A low level of T3 and a high level of TSH could indicate that you have an under-active thyroid (hypothyroid). High levels of T3 and very low levels of TSH can mean your thyroid is overactive (hyperthyroid).

Foods to consume for healthy thyroid

  • Wild-caught fish to get good omega-3 fatty acids (salmon, trout, herring, sardines)

  • Seaweeds, for their good iodine content (dulse, nori, kelp)

  • Selenium rich foods (seaweed, seafood, eggs, fish, Brazil nuts, liver, lima peans, turkey, chicken, yoghurt, spinach, bananas, raw cheese)

  • Zinc rich foods (shellfish, red meat, poultry, legumes, seeds (pumpkin, hemp, flax), nuts, cheese, eggs, quinoa, rice, oats, potatoes, green beans)

  • B-vitamin rich foods (beef, liver, dark green vegetables, cheese, fish (salmon, mackerel, tuna, oysters, eggs etc)

  • Probiotic rich foods

  • Healthy fats

  • Bone broth

  • Sprouted seeds, like flax, chia and hemp seeds

  • Fibre rich foods, like seeds, berries, vegetables, beans

  • Tyrosine rich foods (dark poultry, wild-caught fish)

Foods to avoid to support thyroid health

  • Gluten containing foods (gluten containing grains contain a protein called gliadin that your body can mistake for a thyroid molecule). If your gut is leaky and gliadin gets into your bloodstream, your body sees it as an intruder and starts to produce antibodies to it. And when the antibodies are formed, they can attack your thyroid gland. Gluten can disrupt also the communication between your gut, your brain and thyroid.
============
● TASKS AND EXERCISES
A – Decide whether each statement below agrees with the thyroid excerpt. Answer yes or no for each, and quote the words of the excerpt that settle it.

(i) High levels of T3 with very low levels of TSH can mean the thyroid is overactive.
(ii) Seaweeds are recommended for their omega-3 fatty acids.
(iii) Gliadin is a protein found in gluten containing grains.
B – According to the thyroid excerpt, which foods are rich in tyrosine?
C – Echo the thyroid excerpt from "Foods to consume" up to and including "potatoes, green beans)".
============
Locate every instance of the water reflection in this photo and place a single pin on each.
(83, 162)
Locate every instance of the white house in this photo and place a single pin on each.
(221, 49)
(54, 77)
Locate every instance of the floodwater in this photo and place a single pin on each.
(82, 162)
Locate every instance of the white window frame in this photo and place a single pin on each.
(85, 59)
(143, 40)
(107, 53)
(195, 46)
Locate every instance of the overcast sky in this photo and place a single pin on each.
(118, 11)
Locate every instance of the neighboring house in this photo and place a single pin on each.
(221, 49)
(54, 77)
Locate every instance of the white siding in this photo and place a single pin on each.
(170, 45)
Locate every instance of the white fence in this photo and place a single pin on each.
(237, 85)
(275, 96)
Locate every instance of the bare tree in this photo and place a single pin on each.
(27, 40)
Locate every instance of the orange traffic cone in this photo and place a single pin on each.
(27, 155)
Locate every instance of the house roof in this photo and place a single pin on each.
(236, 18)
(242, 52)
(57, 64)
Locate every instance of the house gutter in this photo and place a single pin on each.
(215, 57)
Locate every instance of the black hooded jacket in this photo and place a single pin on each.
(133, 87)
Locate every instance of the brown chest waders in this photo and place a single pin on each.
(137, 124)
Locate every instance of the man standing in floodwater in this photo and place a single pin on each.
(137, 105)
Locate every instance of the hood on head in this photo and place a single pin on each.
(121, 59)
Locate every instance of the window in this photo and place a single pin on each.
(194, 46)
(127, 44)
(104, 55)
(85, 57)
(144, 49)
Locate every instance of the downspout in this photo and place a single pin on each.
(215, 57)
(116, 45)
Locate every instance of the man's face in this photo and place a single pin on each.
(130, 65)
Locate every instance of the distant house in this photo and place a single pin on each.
============
● WRITTEN ANSWERS
A –
(i) Yes: "High levels of T3 and very low levels of TSH can mean your thyroid is overactive (hyperthyroid)."
(ii) No: "Seaweeds, for their good iodine content (dulse, nori, kelp)"
(iii) Yes: "gluten containing grains contain a protein called gliadin"

B – Dark poultry and wild-caught fish.

C –
Foods to consume for healthy thyroid

  • Wild-caught fish to get good omega-3 fatty acids (salmon, trout, herring, sardines)

  • Seaweeds, for their good iodine content (dulse, nori, kelp)

  • Selenium rich foods (seaweed, seafood, eggs, fish, Brazil nuts, liver, lima peans, turkey, chicken, yoghurt, spinach, bananas, raw cheese)

  • Zinc rich foods (shellfish, red meat, poultry, legumes, seeds (pumpkin, hemp, flax), nuts, cheese, eggs, quinoa, rice, oats, potatoes, green beans)